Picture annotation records
■ ■ ■ ■ ■

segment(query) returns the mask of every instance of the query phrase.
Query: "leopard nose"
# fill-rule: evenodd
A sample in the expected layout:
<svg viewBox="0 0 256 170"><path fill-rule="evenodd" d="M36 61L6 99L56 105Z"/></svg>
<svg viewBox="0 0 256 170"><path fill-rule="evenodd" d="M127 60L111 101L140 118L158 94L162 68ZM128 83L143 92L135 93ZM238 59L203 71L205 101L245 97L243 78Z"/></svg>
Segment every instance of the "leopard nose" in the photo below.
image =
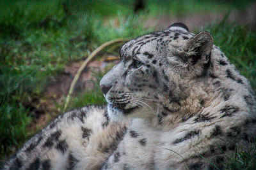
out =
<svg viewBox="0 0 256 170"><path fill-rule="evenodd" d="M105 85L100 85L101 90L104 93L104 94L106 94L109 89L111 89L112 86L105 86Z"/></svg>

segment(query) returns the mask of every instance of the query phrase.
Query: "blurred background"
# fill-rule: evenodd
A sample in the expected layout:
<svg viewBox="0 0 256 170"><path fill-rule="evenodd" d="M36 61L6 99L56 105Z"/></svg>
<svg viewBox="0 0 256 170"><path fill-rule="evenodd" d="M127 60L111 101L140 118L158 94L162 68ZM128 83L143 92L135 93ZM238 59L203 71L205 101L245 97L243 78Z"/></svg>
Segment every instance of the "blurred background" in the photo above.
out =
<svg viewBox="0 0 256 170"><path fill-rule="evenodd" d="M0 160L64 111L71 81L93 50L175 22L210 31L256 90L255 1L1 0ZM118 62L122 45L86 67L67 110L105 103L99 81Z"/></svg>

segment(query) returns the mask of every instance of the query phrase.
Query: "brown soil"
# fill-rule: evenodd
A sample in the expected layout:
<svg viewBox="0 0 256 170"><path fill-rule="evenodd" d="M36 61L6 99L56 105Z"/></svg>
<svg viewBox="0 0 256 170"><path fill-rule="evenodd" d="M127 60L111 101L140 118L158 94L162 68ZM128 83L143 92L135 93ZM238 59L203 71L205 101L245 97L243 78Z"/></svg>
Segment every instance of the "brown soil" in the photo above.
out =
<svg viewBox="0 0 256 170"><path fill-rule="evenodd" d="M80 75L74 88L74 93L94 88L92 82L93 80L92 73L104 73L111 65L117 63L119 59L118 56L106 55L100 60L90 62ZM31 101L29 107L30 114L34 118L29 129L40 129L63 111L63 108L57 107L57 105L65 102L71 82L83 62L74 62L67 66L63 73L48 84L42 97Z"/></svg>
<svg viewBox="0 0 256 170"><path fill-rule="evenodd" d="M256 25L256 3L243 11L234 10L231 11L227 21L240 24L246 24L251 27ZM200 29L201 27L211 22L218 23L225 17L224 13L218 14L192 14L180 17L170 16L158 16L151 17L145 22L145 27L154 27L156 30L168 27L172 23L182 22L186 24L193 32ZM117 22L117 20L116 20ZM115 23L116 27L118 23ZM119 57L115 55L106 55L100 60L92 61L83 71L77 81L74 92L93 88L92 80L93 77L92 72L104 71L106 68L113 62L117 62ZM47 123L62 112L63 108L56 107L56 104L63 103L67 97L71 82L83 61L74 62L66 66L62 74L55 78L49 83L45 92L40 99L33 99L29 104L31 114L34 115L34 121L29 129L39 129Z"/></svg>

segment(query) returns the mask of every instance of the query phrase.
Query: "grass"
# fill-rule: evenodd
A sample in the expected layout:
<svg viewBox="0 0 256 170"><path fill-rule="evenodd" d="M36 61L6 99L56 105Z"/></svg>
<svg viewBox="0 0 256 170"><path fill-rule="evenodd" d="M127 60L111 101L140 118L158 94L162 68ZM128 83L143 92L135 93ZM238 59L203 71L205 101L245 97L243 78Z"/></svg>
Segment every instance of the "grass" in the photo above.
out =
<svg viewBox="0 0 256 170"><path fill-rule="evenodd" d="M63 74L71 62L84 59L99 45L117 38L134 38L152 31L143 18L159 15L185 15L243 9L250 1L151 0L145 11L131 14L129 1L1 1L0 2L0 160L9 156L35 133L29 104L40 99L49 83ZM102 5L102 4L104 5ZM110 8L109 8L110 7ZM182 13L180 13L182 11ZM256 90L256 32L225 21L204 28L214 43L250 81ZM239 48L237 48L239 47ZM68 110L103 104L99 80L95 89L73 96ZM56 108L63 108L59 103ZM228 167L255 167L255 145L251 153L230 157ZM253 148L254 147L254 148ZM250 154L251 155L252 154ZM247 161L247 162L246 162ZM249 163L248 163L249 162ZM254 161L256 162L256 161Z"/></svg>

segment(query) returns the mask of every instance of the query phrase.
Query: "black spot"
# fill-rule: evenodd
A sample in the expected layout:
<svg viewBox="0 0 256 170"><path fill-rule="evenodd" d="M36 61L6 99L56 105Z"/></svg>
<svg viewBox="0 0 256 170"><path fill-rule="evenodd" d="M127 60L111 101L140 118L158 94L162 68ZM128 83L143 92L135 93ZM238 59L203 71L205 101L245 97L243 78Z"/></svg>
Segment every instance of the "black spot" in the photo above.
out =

■ ■ ■ ■ ■

◆ Problem statement
Repeat the records above exactly, leaving out any pictures they contain.

◆ Finished task
segment(query) returns the mask of every instance of the query phrase.
Query: "leopard nose"
# fill-rule: evenodd
A sample in the expected layout:
<svg viewBox="0 0 256 170"><path fill-rule="evenodd" d="M36 61L6 99L56 105Z"/></svg>
<svg viewBox="0 0 256 170"><path fill-rule="evenodd" d="M127 60L111 101L140 118L158 94L162 68ZM128 83L143 92L135 93ZM238 59L203 71L205 101L245 97L243 78Z"/></svg>
Segment every instance of the "leopard nose" in the photo below.
image =
out =
<svg viewBox="0 0 256 170"><path fill-rule="evenodd" d="M105 85L100 85L101 90L104 93L104 94L106 94L109 89L111 89L112 86L105 86Z"/></svg>

segment(query) returns the mask of every instance of the query phrase.
Query: "blurred background"
# fill-rule: evenodd
A sample in the expected layout:
<svg viewBox="0 0 256 170"><path fill-rule="evenodd" d="M36 61L6 99L56 105Z"/></svg>
<svg viewBox="0 0 256 170"><path fill-rule="evenodd" d="M127 60L111 101L140 118L158 94L162 68ZM128 83L143 92L135 93ZM238 59L203 71L205 101L245 97L243 78Z"/></svg>
Segment every instance of the "blurred background" in the photo above.
out =
<svg viewBox="0 0 256 170"><path fill-rule="evenodd" d="M0 160L64 111L71 81L93 50L175 22L210 31L256 90L255 1L1 0ZM118 62L122 45L86 67L67 110L105 103L99 81Z"/></svg>

segment(query) returns the mask of every instance of the query phrase.
Query: "brown soil"
# fill-rule: evenodd
A sample in the expected layout:
<svg viewBox="0 0 256 170"><path fill-rule="evenodd" d="M36 61L6 99L56 105Z"/></svg>
<svg viewBox="0 0 256 170"><path fill-rule="evenodd" d="M127 60L111 101L140 118L158 94L162 68ZM128 83L143 92L135 93ZM238 59L203 71L205 101L245 97L243 78Z"/></svg>
Segment every instance of the "brown soil" in the photo above.
out =
<svg viewBox="0 0 256 170"><path fill-rule="evenodd" d="M80 75L74 88L74 93L94 88L92 82L93 80L92 73L104 73L111 65L117 63L119 59L118 56L106 55L100 60L90 62ZM31 101L29 107L30 114L34 118L29 129L40 129L63 111L63 108L57 107L57 105L65 102L71 82L83 62L74 62L67 66L63 73L48 84L42 97Z"/></svg>
<svg viewBox="0 0 256 170"><path fill-rule="evenodd" d="M256 25L256 3L243 11L234 10L231 11L227 21L240 24L246 24L251 27ZM200 29L201 27L211 22L218 23L225 17L224 13L218 14L192 14L180 17L170 16L158 16L151 17L145 22L145 27L154 27L156 30L168 27L172 23L182 22L186 24L193 32ZM117 22L117 20L116 20ZM115 23L116 27L118 23ZM119 57L115 55L106 55L100 60L92 61L83 71L77 81L74 92L93 88L92 80L93 77L92 72L104 71L106 68L113 62L117 62ZM47 123L62 112L63 108L56 107L56 104L63 103L67 97L71 82L83 61L74 62L66 66L62 74L55 78L49 83L45 92L40 99L33 99L29 104L31 114L34 115L34 121L29 129L39 129Z"/></svg>

segment(query) returns the mask of every instance of the query phrase.
Query: "grass"
# fill-rule: evenodd
A sample in the expected layout:
<svg viewBox="0 0 256 170"><path fill-rule="evenodd" d="M36 61L6 99L56 105Z"/></svg>
<svg viewBox="0 0 256 170"><path fill-rule="evenodd" d="M127 60L111 101L140 118L158 94L162 68ZM128 83L143 92L135 93ZM238 59L203 71L205 101L245 97L243 78Z"/></svg>
Segment every instance of the "grass" in the photo above.
out =
<svg viewBox="0 0 256 170"><path fill-rule="evenodd" d="M63 74L71 62L84 59L99 45L117 38L134 38L152 31L143 18L159 15L185 15L243 9L250 1L151 0L145 11L131 14L129 1L1 1L0 2L0 160L9 156L35 133L29 104L40 99L49 83ZM102 5L102 4L104 5ZM110 8L109 8L110 7ZM182 13L180 13L182 11ZM256 90L256 32L225 21L204 28L214 43L250 81ZM239 48L237 48L239 47ZM68 110L103 104L99 80L95 89L73 96ZM56 108L63 108L59 103ZM228 167L255 167L255 145L251 153L230 157ZM253 148L254 147L254 148ZM250 154L251 155L252 154ZM247 161L247 162L246 162ZM249 163L248 163L249 162ZM254 161L256 162L256 161Z"/></svg>

segment(query) returns the mask of every instance of the query phrase.
Query: "black spot"
# fill-rule: evenodd
A sample in the expected layout:
<svg viewBox="0 0 256 170"><path fill-rule="evenodd" d="M36 61L6 99L56 105Z"/></svg>
<svg viewBox="0 0 256 170"><path fill-rule="evenodd" d="M127 60L111 101L140 118L158 94L162 68ZM128 83L143 92L135 93ZM238 59L203 71L205 101L245 97L243 78Z"/></svg>
Segment every instance of the "black spot" in the photo above.
out =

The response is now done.